- Task directions: Retyping each entry exactly is the whole task.

- Natural language region descriptions:
════
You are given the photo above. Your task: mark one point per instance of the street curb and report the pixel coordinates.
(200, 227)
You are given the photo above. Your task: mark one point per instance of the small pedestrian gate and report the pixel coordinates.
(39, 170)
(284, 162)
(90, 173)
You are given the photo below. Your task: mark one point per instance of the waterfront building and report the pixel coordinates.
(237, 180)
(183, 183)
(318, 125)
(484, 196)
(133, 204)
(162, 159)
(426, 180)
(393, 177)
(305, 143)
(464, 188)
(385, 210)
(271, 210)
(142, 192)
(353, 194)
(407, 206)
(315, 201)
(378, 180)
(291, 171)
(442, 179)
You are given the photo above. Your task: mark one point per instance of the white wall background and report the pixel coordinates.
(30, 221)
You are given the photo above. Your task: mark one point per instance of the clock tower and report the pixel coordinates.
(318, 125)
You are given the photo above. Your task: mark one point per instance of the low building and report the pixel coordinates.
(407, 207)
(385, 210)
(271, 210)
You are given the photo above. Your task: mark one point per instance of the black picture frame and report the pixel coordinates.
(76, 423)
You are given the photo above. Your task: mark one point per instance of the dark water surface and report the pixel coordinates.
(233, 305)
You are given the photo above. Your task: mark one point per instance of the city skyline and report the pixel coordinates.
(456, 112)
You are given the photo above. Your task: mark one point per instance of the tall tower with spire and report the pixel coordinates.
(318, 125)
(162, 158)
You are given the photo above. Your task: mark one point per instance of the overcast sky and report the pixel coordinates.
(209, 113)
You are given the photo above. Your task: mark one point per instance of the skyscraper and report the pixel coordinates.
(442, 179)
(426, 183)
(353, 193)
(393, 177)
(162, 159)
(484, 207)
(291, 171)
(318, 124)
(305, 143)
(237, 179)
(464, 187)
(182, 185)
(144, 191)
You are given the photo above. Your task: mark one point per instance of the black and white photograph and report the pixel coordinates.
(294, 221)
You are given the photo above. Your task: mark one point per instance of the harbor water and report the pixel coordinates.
════
- Answer section:
You are given the photo above. Your task: mark one point per instance of the street curb and report the pixel coordinates.
(200, 227)
You are given the photo above. Your task: mark one point per instance of the small pedestrian gate and report the pixel coordinates.
(39, 170)
(284, 162)
(90, 173)
You are given the photo below. Your task: mark one point per instance of the waterfront building and report the pixel coordinates.
(237, 180)
(183, 183)
(318, 125)
(484, 196)
(133, 204)
(162, 159)
(426, 180)
(393, 177)
(305, 143)
(464, 188)
(385, 210)
(271, 210)
(142, 192)
(353, 194)
(407, 206)
(315, 201)
(378, 180)
(291, 171)
(442, 179)
You are given the photo above. Your task: mark one point per instance of the white wall background and report the pixel coordinates.
(30, 221)
You are given the photo above. Your task: mark one point per instance of the clock tower and report the pixel coordinates.
(318, 125)
You are given the photo above. Your task: mark one point per instance of the low building and report the pixel coordinates.
(407, 207)
(385, 210)
(271, 210)
You are given the photo above. Your task: mark one point per instance of the black picture frame and report the pixel coordinates.
(76, 423)
You are given the photo above. Your task: mark one point per instance of the dark water surface and report the pixel coordinates.
(233, 305)
You are given the photo above. Your task: mark one point per instance of the city skyline and report the pixel coordinates.
(456, 112)
You are given the photo above. Your task: mark one point per instance of the tall tower with spire and report the pixel coordinates.
(318, 125)
(162, 158)
You are given the photo above. Your task: mark one point per instance of the overcast sky and report the pixel coordinates.
(209, 113)
You are given the photo above. Your task: mark one point per instance of the skyscraper and report the pixel coordinates.
(442, 179)
(426, 183)
(353, 193)
(393, 177)
(162, 159)
(484, 207)
(291, 171)
(318, 124)
(305, 143)
(237, 179)
(464, 187)
(182, 185)
(144, 191)
You are given the photo above. Your task: mark one point per instance of the black and white photograph and report the pixel coordinates.
(294, 221)
You are given the photo above. Your task: mark one point per instance of the harbor water and report the pixel coordinates.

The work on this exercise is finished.